EXTRACT TO READ:
⟨

Telephone manufacturers have, over the last two decades, tried to out-do each other in designing ever more attractive telephones to serve every basic need.
For the home, each offers a small colored phone for the bedroom, a wall-hanging phone for the kitchen, and many other styles.
For the office, each has phones with special features built in such as single-digit dialing of frequently called numbers, speakerphone capability, call-forwarding and so on.
And, attached to a modern PBX and other equipment, each of these office phones can have such features as "electronic mail box," least-cost routing and complete call accounting.
Beyond utilitarian features, telephones have become art objects . . . the delight of decorators, nostalgia buffs, hobbyists and children of all ages.
L. M. Ericson . . . who shared the 100th anniversary of the telephone with the Bell System in 1976, marked the occasion with the introduction of its slim, one-piece, stand up Ericofone . . . a truly modern telephone that is a decorator's dream.
For the executive there is the telephone enclosed in a rich leather-covered box.
For nostalgia buffs there is the ornately decorated "French phone" or the old candlestick phone . . . in basic black or red-white-and-blue.
For drinkers there is the phone in the shape of a Coca-Cola bottle . . . or the Jim Beam 100 Digit Dial Phone Decanter billed as "a real conversation piece".

⟩

RECORDED INFORMATION:
⟨

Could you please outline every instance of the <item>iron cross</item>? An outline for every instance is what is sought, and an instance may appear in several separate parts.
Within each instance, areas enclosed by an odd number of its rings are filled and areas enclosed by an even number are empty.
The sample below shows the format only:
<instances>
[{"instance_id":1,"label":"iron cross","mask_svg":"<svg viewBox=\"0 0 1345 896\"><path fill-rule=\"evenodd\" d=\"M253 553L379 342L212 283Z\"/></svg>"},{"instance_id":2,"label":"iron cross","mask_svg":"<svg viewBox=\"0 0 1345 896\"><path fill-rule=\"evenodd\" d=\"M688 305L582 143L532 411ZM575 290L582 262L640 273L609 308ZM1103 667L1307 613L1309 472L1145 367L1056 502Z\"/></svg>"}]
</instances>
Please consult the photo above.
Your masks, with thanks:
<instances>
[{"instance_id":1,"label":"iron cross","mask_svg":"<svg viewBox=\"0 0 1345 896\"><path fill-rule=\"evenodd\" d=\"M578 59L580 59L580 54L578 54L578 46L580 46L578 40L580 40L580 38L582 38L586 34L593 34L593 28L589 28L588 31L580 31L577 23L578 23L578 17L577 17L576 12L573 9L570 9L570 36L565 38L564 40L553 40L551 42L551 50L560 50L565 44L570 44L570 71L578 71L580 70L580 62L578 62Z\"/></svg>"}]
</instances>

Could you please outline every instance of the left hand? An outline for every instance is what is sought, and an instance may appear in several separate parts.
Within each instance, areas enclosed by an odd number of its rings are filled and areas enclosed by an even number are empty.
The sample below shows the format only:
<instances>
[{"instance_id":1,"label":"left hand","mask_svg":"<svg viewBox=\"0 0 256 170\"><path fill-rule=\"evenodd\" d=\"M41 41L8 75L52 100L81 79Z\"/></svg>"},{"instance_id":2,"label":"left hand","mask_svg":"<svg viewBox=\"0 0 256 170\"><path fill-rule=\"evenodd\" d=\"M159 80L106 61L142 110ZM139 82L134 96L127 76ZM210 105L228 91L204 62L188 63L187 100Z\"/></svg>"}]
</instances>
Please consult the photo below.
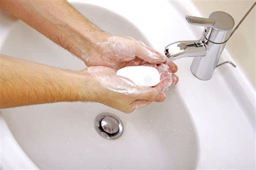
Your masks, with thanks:
<instances>
[{"instance_id":1,"label":"left hand","mask_svg":"<svg viewBox=\"0 0 256 170\"><path fill-rule=\"evenodd\" d=\"M133 65L140 65L134 60L158 64L165 62L167 59L143 42L130 37L108 35L101 36L102 39L94 43L89 50L86 50L80 57L87 66L104 66L119 69L131 65L130 63L132 63Z\"/></svg>"}]
</instances>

⟩

WHAT YOU NEED TO DO:
Please reproduce everything in the text on telephone designs from "L. M. Ericson" down to "a decorator's dream.", word for word.

ANSWER AREA:
L. M. Ericson . . . who shared the 100th anniversary of the telephone with the Bell System in 1976, marked the occasion with the introduction of its slim, one-piece, stand up Ericofone . . . a truly modern telephone that is a decorator's dream.